> **TEXT TO READ**:
Clicking any row opens the CTA Detail View (Live/Scheduled → Analytics by default; Draft → Canvas).
13.2 Tab 2 — Canvas (Builder)
Identical framed canvas as Forms and Surveys, with CTA-specific frame composition:
Frame A — CTA Settings: Name, internal description, tags, A/B test toggle.
Frame B — Format & Size: The user’s first decision. Pick format (Modal / Slide-in / Banner / Inline Block / Floating Button) and ratio/size from the constrained set.
Frame C — Canvas: Drag-and-drop construction area. Components from the Component Library (Section 6) drop into vertical zones. The canvas previews the CTA at the selected format’s default position with the host page mocked behind.
Frame D — Component Library (left rail): Heading, Body Text, Button, Image, Video, Shape, Inline Field, Spacer, Countdown Timer, Embedded Form, Embedded Survey. Search at top.
Frame E — Style & Branding (right rail): Background, backdrop, padding, font family, color overrides. Account brand kit applied by default.
Frame F — Trigger & Targeting (right rail, replaces Forms’ “Publish & Distribute”): Trigger picker (one), Targeting Rules (stacked), frequency cap, dismissal memory.
Frame G — Animation (right rail, separate frame): Entrance animation + Exit animation pickers with preview.
Frame H — Deployment (right rail): Which sites this CTA runs on (account may have multiple registered domains), publish status toggle (Draft / Live), A/B configuration if applicable.
Frame I — Consent & Compliance: Inherited from Forms — required when Inline Field components or Embedded Forms/Surveys are present.
Live Preview Panel: A toggleable side panel that simulates the CTA on a representative page background, with controls to simulate trigger firing, dismissal, and conversion. Critical UX — without this users build blind.
13.3 Tab 3 — Analytics
The funnel view. Two layers:
Layer 1 — CTA-Level Funnel (default for any selected CTA):
- Impressions (CTA rendered to a visitor)

> **SUPPLIED DATA**:
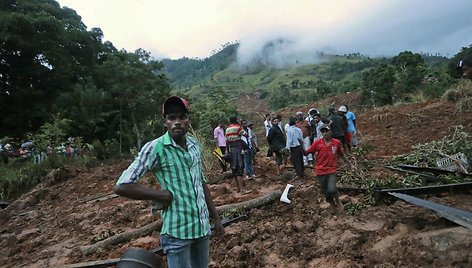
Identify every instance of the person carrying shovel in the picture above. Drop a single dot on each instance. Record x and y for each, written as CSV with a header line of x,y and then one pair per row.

> **GOALS**:
#1 Based on the CTA builder specification, state whether each statement agrees with it, answering yes or no and quoting the words that decide it: (a) A CTA in Draft status opens to the Canvas tab when its row is clicked. (b) The trigger picker lets a user choose several triggers for one CTA. (c) The account brand kit has to be applied by hand in the Style & Branding frame.
#2 Reproduce the passage of the CTA builder specification that begins at the words "Frame E — Style" and stops after the words "Forms/Surveys are present.".
#3 Write the next part of the CTA builder specification, starting after its last line.

> **OUTPUTS**:
#1
(a) Yes: "Draft → Canvas".
(b) No: "Trigger picker (one)".
(c) No: "Account brand kit applied by default."

#2
Frame E — Style & Branding (right rail): Background, backdrop, padding, font family, color overrides. Account brand kit applied by default.
Frame F — Trigger & Targeting (right rail, replaces Forms’ “Publish & Distribute”): Trigger picker (one), Targeting Rules (stacked), frequency cap, dismissal memory.
Frame G — Animation (right rail, separate frame): Entrance animation + Exit animation pickers with preview.
Frame H — Deployment (right rail): Which sites this CTA runs on (account may have multiple registered domains), publish status toggle (Draft / Live), A/B configuration if applicable.
Frame I — Consent & Compliance: Inherited from Forms — required when Inline Field components or Embedded Forms/Surveys are present.

#3
- Engagements (visitor interacted — clicked, scrolled within, started Inline Field)
- Conversions (visitor completed the Inline Field, clicked through the Button to a Form, or submitted an Embedded Survey)
- UVPs created vs. UVPs matched (of the conversions, how many were new vs. existing)
- Conversion rate at each step
Visualized as a funnel chart with drop-off percentages. Time-series view available (daily / weekly / monthly).
Layer 2 — Cross-CTA Aggregate:
- All CTAs across the account
- Top-converting CTA
- Top-converting trigger type
- Top-converting format
- Total UVPs created via CTAs in time window
- Visitor-to-UVP funnel across the entire account
A/B Test Reporting:
- Side-by-side variant performance
- Conversion rate per variant with confidence interval
- Statistical significance indicator (V1: ≥95% confidence highlights the winner)
- One-click “Promote Winner” action
Per-Conversion Drill-down:
- Click any conversion → see the resulting UVP
- See the visitor’s full pre-conversion behavioral profile (which pages, when, dismissal history) — this is what the Visitor ID enables
14. A/B Testing
CTAs are the right place for V1 A/B testing because the variance is high and iteration is cheap.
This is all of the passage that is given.